**What is needed**: Give every line of the records below as a JSON list of strings, one string per line, with blank lines and the pictures left out.

**Provided data**:

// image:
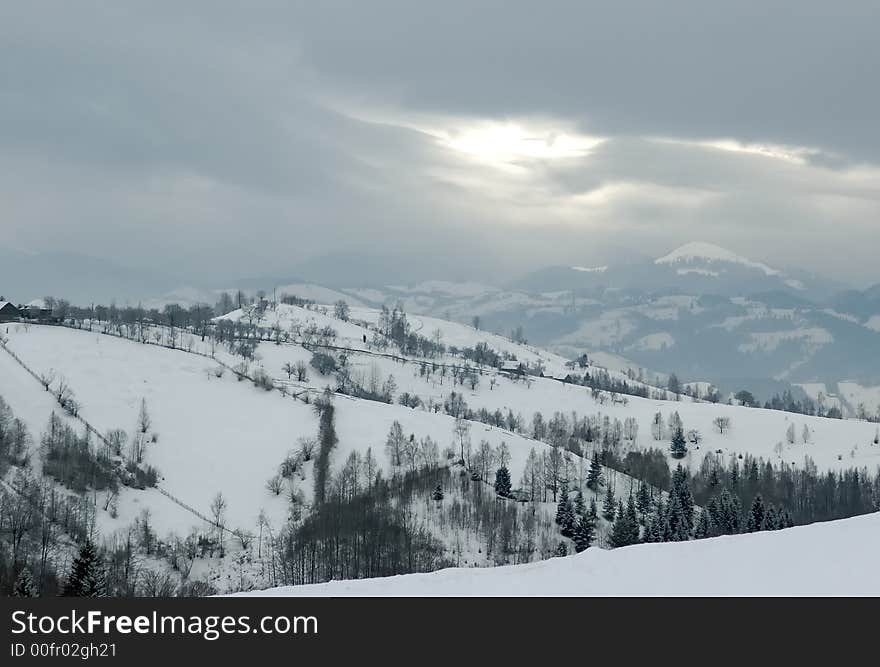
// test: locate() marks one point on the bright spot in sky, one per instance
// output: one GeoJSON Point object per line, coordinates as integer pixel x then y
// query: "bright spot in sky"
{"type": "Point", "coordinates": [506, 143]}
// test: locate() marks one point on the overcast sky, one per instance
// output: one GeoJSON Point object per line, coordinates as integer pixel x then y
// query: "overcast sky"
{"type": "Point", "coordinates": [481, 138]}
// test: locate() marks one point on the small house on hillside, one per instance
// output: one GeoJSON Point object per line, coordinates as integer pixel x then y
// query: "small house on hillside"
{"type": "Point", "coordinates": [36, 310]}
{"type": "Point", "coordinates": [513, 367]}
{"type": "Point", "coordinates": [8, 312]}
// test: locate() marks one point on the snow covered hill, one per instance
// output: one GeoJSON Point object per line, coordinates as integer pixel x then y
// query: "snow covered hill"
{"type": "Point", "coordinates": [216, 429]}
{"type": "Point", "coordinates": [833, 558]}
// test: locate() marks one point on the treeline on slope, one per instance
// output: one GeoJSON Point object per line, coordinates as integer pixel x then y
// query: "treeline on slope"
{"type": "Point", "coordinates": [363, 524]}
{"type": "Point", "coordinates": [786, 402]}
{"type": "Point", "coordinates": [46, 519]}
{"type": "Point", "coordinates": [746, 494]}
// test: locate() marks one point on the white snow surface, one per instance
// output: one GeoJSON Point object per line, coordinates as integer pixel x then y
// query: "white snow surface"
{"type": "Point", "coordinates": [837, 558]}
{"type": "Point", "coordinates": [701, 251]}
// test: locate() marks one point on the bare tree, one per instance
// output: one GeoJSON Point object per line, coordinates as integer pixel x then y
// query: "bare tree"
{"type": "Point", "coordinates": [218, 512]}
{"type": "Point", "coordinates": [721, 424]}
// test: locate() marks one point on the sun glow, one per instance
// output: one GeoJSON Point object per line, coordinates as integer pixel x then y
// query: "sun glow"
{"type": "Point", "coordinates": [510, 143]}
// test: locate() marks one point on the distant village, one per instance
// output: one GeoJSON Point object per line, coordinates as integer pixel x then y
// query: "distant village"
{"type": "Point", "coordinates": [33, 311]}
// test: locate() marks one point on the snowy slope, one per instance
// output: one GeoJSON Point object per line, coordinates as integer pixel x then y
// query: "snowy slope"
{"type": "Point", "coordinates": [698, 251]}
{"type": "Point", "coordinates": [833, 558]}
{"type": "Point", "coordinates": [833, 443]}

**Result of the task**:
[
  "// image:",
  "// test: locate() marks one point on the bright spot in sky, one per instance",
  "// output: one GeoJSON Point object per line, coordinates as integer pixel x then y",
  "// query: \"bright spot in sky\"",
  "{\"type\": \"Point\", \"coordinates\": [506, 143]}",
  "// test: locate() marks one point on the overcast sky, one per instance",
  "// output: one GeoJSON Point object per line, coordinates as integer pixel x then y",
  "// query: \"overcast sky\"",
  "{\"type\": \"Point\", \"coordinates\": [481, 138]}",
  "// test: locate() marks one point on the small house on hillside, one per instance",
  "// output: one GeoJSON Point object per line, coordinates as integer pixel x then y",
  "// query: \"small house on hillside\"",
  "{\"type\": \"Point\", \"coordinates\": [36, 310]}",
  "{\"type\": \"Point\", \"coordinates\": [513, 367]}",
  "{\"type\": \"Point\", \"coordinates\": [8, 312]}",
  "// test: locate() marks one point on the snow covered hill, one per instance",
  "// output: one GeoJSON Point object per line, coordinates as integer pixel x then y",
  "// query: \"snow covered hill\"",
  "{\"type\": \"Point\", \"coordinates\": [216, 429]}",
  "{\"type\": \"Point\", \"coordinates\": [833, 558]}",
  "// test: locate() marks one point on the treeline on slope, one per instance",
  "// output: one GeoJSON Point object per line, coordinates as integer pixel x then y",
  "// query: \"treeline on slope\"",
  "{\"type\": \"Point\", \"coordinates\": [363, 524]}",
  "{\"type\": \"Point\", \"coordinates\": [786, 402]}",
  "{\"type\": \"Point\", \"coordinates\": [46, 519]}",
  "{\"type\": \"Point\", \"coordinates\": [746, 494]}",
  "// test: locate() marks one point on the white snow surface, one per instance",
  "// output: one GeoJSON Point object per line, coordinates as integer pixel x then y",
  "// query: \"white snow surface\"",
  "{\"type\": \"Point\", \"coordinates\": [837, 558]}",
  "{\"type\": \"Point\", \"coordinates\": [701, 251]}",
  "// test: locate() marks one point on the bare tree, one per instance",
  "// output: one GeoJSON Point object per line, coordinates as integer pixel x then y",
  "// query: \"bare tree\"",
  "{\"type\": \"Point\", \"coordinates\": [218, 512]}",
  "{\"type\": \"Point\", \"coordinates\": [721, 424]}",
  "// test: locate() marks one point on the sun glow, one per instance",
  "// output: one GeoJSON Point object per line, coordinates as integer pixel x then y",
  "// query: \"sun glow\"",
  "{\"type\": \"Point\", \"coordinates\": [510, 143]}",
  "// test: locate() marks one point on the distant village, one per instance",
  "// output: one GeoJSON Point object per line, coordinates as integer pixel x then y",
  "// query: \"distant village\"",
  "{\"type\": \"Point\", \"coordinates\": [33, 311]}",
  "// test: locate() marks one point on the snowy slope, one per instance",
  "// output: one GeoJSON Point object per line, coordinates as integer pixel x then y",
  "// query: \"snowy slope\"",
  "{\"type\": \"Point\", \"coordinates\": [698, 251]}",
  "{\"type\": \"Point\", \"coordinates\": [833, 558]}",
  "{\"type\": \"Point\", \"coordinates\": [833, 443]}"
]